■ **Task prompt**: Nothing but the lines from the one with "Can you find the robot eye?" through the end of the listing below should appear in your reply, each copied exactly.

(Extracted data Opens)

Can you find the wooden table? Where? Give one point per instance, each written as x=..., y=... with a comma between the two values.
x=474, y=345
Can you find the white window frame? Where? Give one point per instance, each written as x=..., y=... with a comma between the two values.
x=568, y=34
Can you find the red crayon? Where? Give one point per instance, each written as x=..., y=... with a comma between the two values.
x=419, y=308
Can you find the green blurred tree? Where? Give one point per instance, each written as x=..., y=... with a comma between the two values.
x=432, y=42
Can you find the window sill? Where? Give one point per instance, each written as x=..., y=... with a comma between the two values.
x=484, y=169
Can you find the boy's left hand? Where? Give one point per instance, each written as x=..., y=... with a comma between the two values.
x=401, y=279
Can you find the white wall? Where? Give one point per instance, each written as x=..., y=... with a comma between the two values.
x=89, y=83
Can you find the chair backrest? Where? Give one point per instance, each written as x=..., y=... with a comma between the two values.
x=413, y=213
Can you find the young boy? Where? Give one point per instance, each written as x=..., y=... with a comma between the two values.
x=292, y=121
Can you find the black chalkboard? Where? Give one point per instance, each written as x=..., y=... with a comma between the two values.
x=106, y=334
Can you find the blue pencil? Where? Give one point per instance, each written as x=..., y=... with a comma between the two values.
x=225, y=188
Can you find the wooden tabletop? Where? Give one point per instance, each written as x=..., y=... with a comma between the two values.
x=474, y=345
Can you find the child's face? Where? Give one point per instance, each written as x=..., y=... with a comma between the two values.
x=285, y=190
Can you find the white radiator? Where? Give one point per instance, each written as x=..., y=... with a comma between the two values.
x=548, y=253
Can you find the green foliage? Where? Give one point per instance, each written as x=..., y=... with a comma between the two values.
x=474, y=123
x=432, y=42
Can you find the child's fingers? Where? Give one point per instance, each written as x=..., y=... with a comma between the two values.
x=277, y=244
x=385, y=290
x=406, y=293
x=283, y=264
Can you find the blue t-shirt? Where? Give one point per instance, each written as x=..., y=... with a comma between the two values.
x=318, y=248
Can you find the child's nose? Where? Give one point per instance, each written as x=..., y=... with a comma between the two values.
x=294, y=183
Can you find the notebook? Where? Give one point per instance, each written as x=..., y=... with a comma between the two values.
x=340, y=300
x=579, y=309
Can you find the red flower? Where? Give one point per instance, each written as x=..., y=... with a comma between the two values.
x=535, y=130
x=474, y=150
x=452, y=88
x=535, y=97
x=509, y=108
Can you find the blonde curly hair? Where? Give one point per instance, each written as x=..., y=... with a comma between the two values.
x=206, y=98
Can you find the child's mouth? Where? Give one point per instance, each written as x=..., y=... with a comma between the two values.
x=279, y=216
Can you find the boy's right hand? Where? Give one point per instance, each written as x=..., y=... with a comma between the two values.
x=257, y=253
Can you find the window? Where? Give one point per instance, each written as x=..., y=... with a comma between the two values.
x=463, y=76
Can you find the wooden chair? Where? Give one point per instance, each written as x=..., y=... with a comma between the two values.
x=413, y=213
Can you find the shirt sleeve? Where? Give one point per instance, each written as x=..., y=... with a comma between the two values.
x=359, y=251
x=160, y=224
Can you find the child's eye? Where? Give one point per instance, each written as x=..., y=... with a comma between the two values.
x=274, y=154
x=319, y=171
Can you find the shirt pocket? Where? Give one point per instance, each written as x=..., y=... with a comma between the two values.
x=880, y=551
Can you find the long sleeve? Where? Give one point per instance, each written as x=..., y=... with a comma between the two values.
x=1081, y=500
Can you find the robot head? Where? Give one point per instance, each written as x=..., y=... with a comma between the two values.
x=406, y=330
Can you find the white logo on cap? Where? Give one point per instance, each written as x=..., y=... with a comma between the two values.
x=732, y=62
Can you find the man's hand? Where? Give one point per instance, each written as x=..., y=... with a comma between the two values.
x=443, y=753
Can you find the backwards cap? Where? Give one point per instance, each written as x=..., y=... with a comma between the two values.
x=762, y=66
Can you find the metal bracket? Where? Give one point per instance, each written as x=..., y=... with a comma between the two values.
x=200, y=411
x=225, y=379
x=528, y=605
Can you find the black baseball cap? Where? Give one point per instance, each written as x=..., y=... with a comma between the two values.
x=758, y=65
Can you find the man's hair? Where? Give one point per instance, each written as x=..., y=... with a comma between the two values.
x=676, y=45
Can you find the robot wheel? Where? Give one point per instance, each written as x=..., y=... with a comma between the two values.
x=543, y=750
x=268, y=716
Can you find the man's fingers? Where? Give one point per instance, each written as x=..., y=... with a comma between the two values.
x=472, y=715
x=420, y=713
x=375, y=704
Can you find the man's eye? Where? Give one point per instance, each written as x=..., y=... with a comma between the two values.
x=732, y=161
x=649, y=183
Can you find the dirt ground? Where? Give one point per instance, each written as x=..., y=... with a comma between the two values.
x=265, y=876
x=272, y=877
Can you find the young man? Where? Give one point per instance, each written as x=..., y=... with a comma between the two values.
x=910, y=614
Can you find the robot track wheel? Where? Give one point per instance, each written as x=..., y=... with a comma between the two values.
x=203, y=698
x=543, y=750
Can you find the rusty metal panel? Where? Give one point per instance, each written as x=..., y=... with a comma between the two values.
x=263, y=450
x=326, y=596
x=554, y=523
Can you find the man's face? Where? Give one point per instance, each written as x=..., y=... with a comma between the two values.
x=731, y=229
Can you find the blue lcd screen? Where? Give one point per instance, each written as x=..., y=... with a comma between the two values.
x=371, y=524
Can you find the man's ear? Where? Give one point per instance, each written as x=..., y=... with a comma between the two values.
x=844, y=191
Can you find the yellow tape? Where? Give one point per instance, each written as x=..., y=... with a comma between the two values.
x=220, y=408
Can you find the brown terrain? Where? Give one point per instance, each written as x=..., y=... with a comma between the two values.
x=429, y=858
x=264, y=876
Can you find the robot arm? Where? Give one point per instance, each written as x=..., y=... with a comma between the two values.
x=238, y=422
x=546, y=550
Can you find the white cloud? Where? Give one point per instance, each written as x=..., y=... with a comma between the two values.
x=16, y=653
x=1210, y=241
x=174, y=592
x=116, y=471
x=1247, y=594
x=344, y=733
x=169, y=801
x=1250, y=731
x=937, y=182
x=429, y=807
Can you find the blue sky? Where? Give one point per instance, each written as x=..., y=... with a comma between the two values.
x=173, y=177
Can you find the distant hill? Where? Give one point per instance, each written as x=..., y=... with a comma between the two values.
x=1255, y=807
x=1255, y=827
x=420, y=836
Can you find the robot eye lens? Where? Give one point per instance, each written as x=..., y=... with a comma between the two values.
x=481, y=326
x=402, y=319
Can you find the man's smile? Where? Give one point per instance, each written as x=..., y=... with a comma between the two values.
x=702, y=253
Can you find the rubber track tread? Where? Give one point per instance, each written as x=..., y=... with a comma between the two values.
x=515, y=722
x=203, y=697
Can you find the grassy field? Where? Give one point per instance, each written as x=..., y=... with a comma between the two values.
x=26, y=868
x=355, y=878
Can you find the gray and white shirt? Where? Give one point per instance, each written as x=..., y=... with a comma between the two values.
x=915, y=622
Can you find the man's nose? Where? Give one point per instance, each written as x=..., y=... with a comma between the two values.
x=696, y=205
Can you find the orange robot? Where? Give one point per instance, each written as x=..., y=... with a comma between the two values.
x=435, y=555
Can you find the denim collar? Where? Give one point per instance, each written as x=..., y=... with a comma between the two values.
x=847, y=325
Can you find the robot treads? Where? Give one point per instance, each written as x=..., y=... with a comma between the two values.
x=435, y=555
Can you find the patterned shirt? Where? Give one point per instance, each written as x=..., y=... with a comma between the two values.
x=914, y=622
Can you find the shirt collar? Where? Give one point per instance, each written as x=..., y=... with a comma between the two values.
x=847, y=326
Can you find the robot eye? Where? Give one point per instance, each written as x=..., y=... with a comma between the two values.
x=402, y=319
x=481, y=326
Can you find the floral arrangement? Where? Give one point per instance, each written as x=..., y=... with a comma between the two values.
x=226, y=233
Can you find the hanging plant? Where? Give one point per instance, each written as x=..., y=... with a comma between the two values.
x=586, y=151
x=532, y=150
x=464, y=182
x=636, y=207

(Extracted data Closes)

■ **Reply**:
Can you find the robot eye? Where? Give one point per instance, each written as x=..., y=... with a comma between the two values.
x=402, y=319
x=481, y=326
Can you find the floral arrangement? Where? Give one point per instance, each written as x=..., y=... with a comma between the two values.
x=226, y=233
Can you find the hanging plant? Where? Give one point per instance, each written as x=..., y=... with a comma between the two values.
x=586, y=151
x=532, y=150
x=464, y=182
x=636, y=207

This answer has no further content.